Stored items from a collection
********

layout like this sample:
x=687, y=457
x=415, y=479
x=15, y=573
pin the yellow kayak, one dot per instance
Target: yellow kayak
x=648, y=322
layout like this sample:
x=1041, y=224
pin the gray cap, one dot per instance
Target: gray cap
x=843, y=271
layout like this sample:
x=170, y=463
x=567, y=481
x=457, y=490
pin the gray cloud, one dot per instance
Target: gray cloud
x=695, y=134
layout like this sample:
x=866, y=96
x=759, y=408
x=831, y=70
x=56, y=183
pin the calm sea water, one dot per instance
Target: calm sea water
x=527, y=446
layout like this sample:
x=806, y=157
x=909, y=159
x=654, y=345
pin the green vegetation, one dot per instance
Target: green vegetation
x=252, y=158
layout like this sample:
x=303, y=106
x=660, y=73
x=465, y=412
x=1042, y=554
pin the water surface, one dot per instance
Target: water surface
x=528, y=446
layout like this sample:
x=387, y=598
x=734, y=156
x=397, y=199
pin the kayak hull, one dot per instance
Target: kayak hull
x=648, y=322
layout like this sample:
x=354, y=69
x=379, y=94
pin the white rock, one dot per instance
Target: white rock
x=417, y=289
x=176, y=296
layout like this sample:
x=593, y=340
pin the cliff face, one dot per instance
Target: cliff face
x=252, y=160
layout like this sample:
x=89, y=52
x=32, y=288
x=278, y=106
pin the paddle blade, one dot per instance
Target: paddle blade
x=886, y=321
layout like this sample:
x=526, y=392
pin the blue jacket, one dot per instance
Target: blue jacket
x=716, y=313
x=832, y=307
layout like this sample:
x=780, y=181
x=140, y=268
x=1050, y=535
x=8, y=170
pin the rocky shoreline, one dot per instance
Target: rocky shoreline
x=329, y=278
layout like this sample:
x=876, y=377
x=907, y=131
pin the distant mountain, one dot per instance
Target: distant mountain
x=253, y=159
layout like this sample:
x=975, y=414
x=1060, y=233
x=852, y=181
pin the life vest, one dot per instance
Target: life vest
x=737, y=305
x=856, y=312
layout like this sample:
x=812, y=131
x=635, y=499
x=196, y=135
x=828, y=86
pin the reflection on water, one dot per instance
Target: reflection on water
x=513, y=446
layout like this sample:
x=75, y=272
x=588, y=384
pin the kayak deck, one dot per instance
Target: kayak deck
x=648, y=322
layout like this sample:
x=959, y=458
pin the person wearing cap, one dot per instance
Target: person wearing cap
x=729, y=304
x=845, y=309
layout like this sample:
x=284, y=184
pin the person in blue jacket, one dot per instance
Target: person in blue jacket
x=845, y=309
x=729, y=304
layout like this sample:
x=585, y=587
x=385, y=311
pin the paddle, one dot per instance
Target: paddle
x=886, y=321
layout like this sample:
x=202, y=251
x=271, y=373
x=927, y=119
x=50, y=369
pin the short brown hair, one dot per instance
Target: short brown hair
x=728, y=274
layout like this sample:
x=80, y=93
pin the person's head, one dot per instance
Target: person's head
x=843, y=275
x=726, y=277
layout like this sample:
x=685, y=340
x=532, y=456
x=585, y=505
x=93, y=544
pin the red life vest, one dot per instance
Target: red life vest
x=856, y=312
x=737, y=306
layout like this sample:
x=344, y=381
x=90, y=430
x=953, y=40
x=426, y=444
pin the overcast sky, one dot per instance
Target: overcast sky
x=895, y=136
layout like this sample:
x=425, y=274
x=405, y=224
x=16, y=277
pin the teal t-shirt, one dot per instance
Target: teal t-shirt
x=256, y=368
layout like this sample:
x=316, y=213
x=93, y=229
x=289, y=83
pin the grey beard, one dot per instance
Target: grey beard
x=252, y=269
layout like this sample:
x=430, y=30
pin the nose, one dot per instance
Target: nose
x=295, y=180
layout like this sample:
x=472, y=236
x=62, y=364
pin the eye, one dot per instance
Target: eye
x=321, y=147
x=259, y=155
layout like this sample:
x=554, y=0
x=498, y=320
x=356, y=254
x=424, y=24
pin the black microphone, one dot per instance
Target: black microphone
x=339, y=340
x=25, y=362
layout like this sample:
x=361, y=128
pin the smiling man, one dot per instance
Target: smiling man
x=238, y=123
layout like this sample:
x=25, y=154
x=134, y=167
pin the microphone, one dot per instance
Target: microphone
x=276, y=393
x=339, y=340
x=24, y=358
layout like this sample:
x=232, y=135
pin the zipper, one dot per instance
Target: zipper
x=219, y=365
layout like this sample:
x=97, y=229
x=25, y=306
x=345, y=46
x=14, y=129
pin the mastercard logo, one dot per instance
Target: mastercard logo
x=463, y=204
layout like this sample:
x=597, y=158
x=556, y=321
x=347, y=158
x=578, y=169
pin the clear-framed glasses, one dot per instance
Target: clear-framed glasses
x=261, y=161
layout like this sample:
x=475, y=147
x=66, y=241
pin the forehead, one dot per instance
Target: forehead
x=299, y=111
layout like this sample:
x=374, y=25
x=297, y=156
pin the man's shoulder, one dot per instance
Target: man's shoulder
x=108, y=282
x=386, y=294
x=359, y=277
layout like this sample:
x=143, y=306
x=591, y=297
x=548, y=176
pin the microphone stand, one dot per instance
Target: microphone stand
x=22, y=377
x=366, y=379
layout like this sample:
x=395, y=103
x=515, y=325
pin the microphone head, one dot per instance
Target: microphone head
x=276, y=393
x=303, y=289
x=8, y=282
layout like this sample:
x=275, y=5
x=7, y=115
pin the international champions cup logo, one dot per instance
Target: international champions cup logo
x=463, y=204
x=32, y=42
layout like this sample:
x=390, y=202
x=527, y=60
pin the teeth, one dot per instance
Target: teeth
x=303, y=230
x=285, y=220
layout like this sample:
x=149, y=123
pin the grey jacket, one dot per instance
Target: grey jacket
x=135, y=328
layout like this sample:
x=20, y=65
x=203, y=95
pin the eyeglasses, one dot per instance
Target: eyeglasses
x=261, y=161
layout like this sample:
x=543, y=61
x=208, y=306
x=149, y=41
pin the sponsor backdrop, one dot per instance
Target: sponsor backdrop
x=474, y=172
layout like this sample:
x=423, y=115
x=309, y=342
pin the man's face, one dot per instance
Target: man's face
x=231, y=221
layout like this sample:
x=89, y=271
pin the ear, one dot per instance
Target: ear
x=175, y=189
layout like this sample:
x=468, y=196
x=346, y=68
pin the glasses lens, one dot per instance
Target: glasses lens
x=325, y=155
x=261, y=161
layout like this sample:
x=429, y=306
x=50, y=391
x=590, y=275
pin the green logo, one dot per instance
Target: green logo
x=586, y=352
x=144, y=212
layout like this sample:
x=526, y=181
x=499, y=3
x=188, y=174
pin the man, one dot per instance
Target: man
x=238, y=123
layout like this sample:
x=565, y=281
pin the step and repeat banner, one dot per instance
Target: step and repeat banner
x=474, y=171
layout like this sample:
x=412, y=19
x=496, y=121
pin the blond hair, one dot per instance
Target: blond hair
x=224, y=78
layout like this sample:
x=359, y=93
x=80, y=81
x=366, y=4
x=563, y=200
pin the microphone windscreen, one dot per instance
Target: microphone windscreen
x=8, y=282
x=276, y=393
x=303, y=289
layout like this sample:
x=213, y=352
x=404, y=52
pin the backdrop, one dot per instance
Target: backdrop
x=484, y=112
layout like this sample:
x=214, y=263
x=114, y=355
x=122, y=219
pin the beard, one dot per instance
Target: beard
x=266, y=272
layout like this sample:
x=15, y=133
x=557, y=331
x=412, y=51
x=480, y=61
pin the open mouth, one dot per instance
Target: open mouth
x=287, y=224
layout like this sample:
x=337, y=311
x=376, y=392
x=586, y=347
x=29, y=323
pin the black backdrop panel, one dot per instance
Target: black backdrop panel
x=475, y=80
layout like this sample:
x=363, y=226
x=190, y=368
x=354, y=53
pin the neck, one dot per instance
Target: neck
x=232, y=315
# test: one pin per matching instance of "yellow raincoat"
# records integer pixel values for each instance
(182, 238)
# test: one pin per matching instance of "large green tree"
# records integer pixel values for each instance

********

*YOUR TASK*: Rewrite the material from its first line through the line with "x=832, y=307", replacing "one dot per instance" with "one point per instance" and changing nothing else.

*RESULT FOR THIS EXERCISE*:
layout like this sample:
x=687, y=457
x=415, y=479
x=15, y=573
pin the yellow kayak, one point per instance
Target: yellow kayak
x=648, y=322
layout like this sample:
x=1041, y=224
pin the gray cap, one point per instance
Target: gray cap
x=843, y=271
layout like this sample:
x=170, y=463
x=567, y=481
x=457, y=490
pin the gray cloud, one point per instance
Target: gray cloud
x=695, y=134
layout like this sample:
x=866, y=96
x=759, y=408
x=831, y=70
x=56, y=183
pin the calm sea water, one point per instance
Target: calm sea water
x=527, y=446
layout like this sample:
x=806, y=157
x=909, y=159
x=654, y=345
pin the green vegetation, one point per instance
Target: green vegetation
x=252, y=158
layout like this sample:
x=303, y=106
x=660, y=73
x=465, y=412
x=1042, y=554
pin the water surface, one point per instance
Target: water surface
x=528, y=446
layout like this sample:
x=387, y=598
x=734, y=156
x=397, y=199
pin the kayak hull, one point per instance
Target: kayak hull
x=648, y=322
layout like this sample:
x=354, y=69
x=379, y=94
pin the white rock, one point per instance
Target: white rock
x=417, y=289
x=176, y=296
layout like this sample:
x=593, y=340
pin the cliff face, one point per instance
Target: cliff face
x=252, y=160
layout like this sample:
x=89, y=52
x=32, y=288
x=278, y=106
pin the paddle blade, one point per instance
Target: paddle blade
x=886, y=321
layout like this sample:
x=526, y=392
pin the blue jacket, one point per instance
Target: blue jacket
x=716, y=313
x=832, y=307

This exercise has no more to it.